* GIVEN TASK
Retype the rows verbatim, beginning at the line that contains "[Batch spec] Target class: wooden gym" and stopping after the line that contains "[[0, 372, 780, 481]]".

(Excerpts of bounding box data)
........
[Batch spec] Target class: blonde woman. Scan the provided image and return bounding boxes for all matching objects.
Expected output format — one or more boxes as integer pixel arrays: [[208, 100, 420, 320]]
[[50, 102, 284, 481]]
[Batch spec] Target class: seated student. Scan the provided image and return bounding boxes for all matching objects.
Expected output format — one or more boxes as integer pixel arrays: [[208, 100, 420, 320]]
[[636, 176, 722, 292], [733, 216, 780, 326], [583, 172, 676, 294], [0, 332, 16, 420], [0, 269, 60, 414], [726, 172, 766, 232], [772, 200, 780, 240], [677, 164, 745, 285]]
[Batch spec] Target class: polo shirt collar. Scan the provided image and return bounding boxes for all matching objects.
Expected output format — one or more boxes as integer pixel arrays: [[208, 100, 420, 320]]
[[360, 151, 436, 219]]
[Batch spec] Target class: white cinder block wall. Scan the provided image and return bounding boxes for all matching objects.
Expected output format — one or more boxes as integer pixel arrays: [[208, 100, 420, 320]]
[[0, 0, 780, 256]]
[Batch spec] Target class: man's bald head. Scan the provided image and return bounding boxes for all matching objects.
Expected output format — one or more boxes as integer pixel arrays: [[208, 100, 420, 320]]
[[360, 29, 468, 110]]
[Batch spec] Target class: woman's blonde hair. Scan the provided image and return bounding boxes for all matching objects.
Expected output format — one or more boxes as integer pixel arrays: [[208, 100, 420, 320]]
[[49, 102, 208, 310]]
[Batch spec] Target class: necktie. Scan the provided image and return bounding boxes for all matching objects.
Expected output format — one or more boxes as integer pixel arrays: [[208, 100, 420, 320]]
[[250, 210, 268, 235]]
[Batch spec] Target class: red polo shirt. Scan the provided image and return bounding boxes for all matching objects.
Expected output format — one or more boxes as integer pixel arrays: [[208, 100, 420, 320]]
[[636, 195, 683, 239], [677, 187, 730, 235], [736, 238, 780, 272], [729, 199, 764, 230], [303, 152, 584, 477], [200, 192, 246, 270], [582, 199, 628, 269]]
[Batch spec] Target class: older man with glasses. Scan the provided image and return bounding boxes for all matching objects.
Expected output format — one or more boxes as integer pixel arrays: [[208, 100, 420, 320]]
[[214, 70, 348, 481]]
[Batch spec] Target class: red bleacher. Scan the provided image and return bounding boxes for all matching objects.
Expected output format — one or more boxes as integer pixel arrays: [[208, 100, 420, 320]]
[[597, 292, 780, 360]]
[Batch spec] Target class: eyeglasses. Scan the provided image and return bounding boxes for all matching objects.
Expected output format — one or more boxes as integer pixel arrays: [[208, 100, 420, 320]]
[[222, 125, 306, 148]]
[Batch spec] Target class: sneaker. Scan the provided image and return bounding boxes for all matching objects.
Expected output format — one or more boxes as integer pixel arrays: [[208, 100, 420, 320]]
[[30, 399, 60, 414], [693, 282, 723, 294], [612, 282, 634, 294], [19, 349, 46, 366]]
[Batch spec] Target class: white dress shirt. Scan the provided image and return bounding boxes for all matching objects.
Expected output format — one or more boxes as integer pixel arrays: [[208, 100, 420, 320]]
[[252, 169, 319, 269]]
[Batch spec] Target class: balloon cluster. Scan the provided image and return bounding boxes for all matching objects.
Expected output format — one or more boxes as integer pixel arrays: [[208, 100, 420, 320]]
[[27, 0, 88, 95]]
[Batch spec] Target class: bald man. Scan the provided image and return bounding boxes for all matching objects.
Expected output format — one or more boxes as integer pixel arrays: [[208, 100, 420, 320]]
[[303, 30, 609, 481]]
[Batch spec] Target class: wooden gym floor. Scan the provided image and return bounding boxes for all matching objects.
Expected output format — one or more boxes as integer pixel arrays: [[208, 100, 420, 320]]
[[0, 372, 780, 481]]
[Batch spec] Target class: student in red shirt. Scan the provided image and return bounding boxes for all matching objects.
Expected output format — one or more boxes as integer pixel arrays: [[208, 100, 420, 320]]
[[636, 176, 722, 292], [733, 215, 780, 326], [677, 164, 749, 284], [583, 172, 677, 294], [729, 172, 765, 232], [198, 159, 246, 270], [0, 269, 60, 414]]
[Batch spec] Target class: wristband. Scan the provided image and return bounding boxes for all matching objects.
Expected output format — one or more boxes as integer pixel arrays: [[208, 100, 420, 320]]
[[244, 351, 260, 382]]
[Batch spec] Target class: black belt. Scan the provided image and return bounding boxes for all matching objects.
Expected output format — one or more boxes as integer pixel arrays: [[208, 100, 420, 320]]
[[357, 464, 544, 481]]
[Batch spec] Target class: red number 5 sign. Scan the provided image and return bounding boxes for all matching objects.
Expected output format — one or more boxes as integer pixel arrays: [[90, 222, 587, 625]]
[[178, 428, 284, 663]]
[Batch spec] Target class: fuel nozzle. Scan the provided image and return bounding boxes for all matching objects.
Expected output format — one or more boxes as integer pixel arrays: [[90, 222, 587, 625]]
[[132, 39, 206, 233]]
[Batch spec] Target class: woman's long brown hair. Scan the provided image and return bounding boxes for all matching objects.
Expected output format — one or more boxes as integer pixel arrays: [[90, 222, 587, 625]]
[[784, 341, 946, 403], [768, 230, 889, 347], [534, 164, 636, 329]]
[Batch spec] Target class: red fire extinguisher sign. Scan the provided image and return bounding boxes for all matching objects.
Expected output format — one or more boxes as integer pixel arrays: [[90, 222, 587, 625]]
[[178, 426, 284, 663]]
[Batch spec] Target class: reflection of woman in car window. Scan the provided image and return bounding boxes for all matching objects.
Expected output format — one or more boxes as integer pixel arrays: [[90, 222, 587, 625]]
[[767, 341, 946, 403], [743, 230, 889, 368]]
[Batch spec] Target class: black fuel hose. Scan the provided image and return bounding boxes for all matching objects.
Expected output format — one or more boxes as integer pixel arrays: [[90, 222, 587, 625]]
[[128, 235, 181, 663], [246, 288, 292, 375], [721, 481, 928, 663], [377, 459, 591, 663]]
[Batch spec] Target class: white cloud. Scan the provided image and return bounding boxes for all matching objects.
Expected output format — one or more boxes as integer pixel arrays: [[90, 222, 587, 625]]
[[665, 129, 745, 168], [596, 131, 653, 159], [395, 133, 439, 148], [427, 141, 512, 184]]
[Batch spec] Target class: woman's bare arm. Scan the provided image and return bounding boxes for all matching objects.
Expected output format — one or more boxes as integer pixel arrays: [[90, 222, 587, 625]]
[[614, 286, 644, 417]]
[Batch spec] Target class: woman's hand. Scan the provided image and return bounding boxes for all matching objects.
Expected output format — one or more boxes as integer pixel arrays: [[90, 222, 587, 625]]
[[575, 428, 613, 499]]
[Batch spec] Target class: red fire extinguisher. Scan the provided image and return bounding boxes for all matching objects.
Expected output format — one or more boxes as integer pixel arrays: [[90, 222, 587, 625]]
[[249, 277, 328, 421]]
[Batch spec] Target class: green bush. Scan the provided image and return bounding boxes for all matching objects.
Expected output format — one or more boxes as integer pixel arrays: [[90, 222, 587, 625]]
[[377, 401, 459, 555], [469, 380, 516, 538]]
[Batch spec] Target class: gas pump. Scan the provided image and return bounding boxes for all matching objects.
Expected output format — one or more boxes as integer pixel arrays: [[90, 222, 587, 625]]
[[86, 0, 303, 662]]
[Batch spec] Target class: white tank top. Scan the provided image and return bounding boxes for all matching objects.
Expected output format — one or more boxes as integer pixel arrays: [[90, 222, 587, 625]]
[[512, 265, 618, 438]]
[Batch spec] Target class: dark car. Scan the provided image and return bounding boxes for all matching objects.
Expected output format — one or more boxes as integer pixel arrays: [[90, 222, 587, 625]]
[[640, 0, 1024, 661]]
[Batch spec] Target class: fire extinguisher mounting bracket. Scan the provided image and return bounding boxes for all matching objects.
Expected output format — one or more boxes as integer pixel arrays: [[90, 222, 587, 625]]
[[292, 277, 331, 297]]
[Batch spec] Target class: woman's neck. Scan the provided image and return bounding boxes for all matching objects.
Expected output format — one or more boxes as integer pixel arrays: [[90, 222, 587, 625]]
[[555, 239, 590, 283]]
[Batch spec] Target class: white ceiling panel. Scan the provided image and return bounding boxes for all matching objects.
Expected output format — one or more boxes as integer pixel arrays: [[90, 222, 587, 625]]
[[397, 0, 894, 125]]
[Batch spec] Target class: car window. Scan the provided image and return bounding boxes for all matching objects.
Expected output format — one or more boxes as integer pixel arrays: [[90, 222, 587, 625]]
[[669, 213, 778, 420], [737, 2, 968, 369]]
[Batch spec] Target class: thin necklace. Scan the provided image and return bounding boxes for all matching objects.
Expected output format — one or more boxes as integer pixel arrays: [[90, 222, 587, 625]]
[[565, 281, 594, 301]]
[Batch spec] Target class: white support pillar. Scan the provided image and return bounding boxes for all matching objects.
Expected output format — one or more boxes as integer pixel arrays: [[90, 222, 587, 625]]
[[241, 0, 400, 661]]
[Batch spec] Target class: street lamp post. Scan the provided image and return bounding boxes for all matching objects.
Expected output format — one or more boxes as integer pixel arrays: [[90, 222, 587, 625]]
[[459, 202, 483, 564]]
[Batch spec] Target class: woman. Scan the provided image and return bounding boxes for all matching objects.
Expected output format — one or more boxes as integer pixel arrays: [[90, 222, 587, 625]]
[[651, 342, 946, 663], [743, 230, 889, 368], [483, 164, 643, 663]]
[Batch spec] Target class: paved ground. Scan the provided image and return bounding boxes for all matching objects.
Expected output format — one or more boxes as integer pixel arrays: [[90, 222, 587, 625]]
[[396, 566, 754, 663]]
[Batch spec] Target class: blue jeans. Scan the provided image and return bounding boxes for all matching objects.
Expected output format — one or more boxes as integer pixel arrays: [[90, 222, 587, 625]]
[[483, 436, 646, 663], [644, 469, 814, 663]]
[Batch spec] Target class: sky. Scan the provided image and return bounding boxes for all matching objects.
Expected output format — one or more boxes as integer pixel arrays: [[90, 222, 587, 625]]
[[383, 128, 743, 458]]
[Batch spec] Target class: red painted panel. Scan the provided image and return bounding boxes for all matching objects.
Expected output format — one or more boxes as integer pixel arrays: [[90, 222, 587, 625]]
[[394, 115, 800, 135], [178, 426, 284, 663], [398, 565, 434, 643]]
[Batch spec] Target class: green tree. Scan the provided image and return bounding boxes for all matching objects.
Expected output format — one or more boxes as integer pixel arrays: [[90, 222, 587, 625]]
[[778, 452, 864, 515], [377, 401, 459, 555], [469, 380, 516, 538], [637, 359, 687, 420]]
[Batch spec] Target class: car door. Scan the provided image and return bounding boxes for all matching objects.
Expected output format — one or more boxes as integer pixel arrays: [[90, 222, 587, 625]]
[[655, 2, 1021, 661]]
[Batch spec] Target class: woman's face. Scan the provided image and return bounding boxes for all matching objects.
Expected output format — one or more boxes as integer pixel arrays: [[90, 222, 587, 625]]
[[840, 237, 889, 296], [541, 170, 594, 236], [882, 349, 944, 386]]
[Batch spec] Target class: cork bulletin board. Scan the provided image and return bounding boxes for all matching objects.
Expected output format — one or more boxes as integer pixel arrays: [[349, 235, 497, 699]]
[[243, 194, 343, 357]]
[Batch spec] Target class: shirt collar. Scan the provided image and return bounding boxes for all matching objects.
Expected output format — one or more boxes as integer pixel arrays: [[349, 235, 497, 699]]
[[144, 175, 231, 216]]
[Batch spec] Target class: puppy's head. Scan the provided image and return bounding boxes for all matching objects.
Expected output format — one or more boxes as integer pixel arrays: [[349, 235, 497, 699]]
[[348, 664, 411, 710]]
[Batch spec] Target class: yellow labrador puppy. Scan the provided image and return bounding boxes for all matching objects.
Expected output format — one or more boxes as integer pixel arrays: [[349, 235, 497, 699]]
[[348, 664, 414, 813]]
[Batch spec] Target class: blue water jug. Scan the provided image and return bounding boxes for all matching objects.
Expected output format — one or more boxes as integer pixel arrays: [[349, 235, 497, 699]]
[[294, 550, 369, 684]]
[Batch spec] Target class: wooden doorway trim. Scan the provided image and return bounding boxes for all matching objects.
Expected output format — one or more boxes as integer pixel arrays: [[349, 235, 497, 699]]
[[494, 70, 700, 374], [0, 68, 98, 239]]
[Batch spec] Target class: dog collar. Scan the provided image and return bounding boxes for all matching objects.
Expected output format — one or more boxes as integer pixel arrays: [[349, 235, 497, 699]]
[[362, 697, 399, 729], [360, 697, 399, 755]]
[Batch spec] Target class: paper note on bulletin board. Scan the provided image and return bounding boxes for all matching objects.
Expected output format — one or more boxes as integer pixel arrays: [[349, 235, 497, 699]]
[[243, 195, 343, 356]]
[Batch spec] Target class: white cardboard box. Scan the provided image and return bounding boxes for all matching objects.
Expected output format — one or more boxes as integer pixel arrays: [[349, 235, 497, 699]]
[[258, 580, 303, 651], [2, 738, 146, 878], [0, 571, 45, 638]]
........
* ANSWER TO THE PROBLEM
[Batch spec] Target class: wooden gym floor. Scan the provided image and return bounding boxes for all matching objects.
Expected output format — one or more boxes as integer pixel arrays: [[208, 100, 420, 320]]
[[0, 372, 780, 481]]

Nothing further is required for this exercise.